ENTRIES SHOWN —
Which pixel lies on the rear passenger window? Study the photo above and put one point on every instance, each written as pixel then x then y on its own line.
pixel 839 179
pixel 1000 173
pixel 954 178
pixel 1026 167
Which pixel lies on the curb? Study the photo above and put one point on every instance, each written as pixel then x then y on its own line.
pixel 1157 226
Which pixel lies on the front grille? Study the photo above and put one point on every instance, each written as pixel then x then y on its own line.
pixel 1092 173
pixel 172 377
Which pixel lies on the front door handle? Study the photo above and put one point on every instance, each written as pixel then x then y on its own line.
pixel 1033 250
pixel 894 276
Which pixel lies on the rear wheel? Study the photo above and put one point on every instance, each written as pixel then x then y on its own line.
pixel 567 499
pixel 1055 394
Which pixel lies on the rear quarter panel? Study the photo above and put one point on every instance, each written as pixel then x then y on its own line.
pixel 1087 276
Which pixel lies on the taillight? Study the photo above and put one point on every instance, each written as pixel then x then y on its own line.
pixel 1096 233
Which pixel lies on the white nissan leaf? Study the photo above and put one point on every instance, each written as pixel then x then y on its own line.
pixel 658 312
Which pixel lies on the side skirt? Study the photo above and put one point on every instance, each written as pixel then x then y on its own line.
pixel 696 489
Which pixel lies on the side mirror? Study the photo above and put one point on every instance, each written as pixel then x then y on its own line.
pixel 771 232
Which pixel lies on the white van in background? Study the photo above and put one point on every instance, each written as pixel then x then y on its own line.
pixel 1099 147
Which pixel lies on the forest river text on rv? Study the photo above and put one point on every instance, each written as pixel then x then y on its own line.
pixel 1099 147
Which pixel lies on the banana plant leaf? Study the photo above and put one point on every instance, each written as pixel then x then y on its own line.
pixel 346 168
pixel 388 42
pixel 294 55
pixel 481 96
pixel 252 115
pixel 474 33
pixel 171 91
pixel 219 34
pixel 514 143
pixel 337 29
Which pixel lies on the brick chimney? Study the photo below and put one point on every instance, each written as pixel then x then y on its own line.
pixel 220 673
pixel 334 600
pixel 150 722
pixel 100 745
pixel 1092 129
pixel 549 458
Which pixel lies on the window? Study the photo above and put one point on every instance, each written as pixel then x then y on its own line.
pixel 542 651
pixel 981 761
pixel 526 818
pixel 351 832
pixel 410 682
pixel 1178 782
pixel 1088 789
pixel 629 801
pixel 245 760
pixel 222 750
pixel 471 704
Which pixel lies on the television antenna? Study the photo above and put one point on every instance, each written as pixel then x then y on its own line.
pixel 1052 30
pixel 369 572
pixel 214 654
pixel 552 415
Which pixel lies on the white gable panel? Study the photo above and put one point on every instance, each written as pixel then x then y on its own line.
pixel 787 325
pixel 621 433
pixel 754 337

WHAT YOU HAVE TO DO — Express each line of the items above as a Markdown table with two columns, Row and Line. Number the rows in order and leave out blank lines.

SOLUTION FOR THIS EXERCISE —
| Row | Line |
|---|---|
| 1 | Which pixel lies on the rear passenger window? Study the photo above and put one point on every instance, each written as pixel then x then y on its own line. |
| 2 | pixel 839 179 |
| 3 | pixel 1000 173 |
| 4 | pixel 954 178 |
| 5 | pixel 1026 167 |
| 6 | Which pixel lies on the curb? Study the photo above and put one point on every instance, each written as pixel then x then y on its own line. |
| 7 | pixel 1157 226 |
| 8 | Which pixel lies on the front grille? Study the photo above and put one point on every instance, each written as pixel then x then y on its own line. |
| 9 | pixel 1092 173 |
| 10 | pixel 172 377 |
| 11 | Which pixel lies on the front door handle? Study the photo above and put one point on every instance, each written as pixel then x then y on its own line. |
| 12 | pixel 1033 250 |
| 13 | pixel 894 276 |
| 14 | Which pixel lies on the rear wheel? Study the photo above and put one point on every instance, each written as pixel then x then y on its own line. |
| 15 | pixel 567 499 |
| 16 | pixel 1055 394 |
| 17 | Which pixel lies on the rear quarter panel? Study the photo above and put one point on every instance, each written as pixel then x then y on its own line. |
| 18 | pixel 1087 276 |
| 19 | Which pixel lies on the taillight? Study the photo above and put one point on every instance, each written as pixel then x then y on its own line. |
| 20 | pixel 1096 233 |
| 21 | Which pixel lies on the white nissan leaf? Study the photo above and put one point on every instance, each written as pixel then x then y on its own line. |
| 22 | pixel 658 312 |
| 23 | Which pixel lies on the side skirt? Study the photo above and put one point on every instance, each written as pixel then x then y on its own line. |
| 24 | pixel 696 489 |
| 25 | Which pixel lies on the side mirror? Study the photo above and put one point on every instance, each written as pixel then x then y on its own line. |
| 26 | pixel 771 232 |
| 27 | Which pixel lies on the white van in background? Study the photo above and put one point on every instance, each written as pixel then x then y on its own line. |
| 28 | pixel 1099 147 |
| 29 | Which pixel lies on the forest river text on rv? Study the photo above and put one point on every instance, each written as pixel then x then y on its own line. |
| 30 | pixel 1099 147 |
| 31 | Which pixel lies on the banana plant leaf? Study the photo above and put one point on every instance, each written as pixel then x then y on its own line. |
| 32 | pixel 346 168 |
| 33 | pixel 388 42 |
| 34 | pixel 294 55 |
| 35 | pixel 481 96 |
| 36 | pixel 252 115 |
| 37 | pixel 474 33 |
| 38 | pixel 171 91 |
| 39 | pixel 219 34 |
| 40 | pixel 514 143 |
| 41 | pixel 337 29 |
| 42 | Which pixel lies on the brick chimney? Study the photo below and put one point on every instance, each written as pixel then x then y on its own line. |
| 43 | pixel 220 673 |
| 44 | pixel 334 600 |
| 45 | pixel 150 722 |
| 46 | pixel 100 745 |
| 47 | pixel 1092 129 |
| 48 | pixel 549 458 |
| 49 | Which pixel lies on the window? Study the photo above and put one point on every instance, each written as pixel then x then y on its own line. |
| 50 | pixel 542 651 |
| 51 | pixel 981 761 |
| 52 | pixel 526 818 |
| 53 | pixel 351 832 |
| 54 | pixel 410 682 |
| 55 | pixel 1178 782 |
| 56 | pixel 1088 789 |
| 57 | pixel 629 801 |
| 58 | pixel 245 760 |
| 59 | pixel 222 750 |
| 60 | pixel 471 704 |
| 61 | Which pixel lies on the television antenna? Study the photo above and put one point on every instance, each written as pixel then x then y on its own line. |
| 62 | pixel 1052 30 |
| 63 | pixel 369 572 |
| 64 | pixel 214 654 |
| 65 | pixel 552 415 |
| 66 | Which pixel lies on the white gable panel? Study the photo above and put one point on every instance, each written as pixel then x then y on its own line. |
| 67 | pixel 787 325 |
| 68 | pixel 621 433 |
| 69 | pixel 754 337 |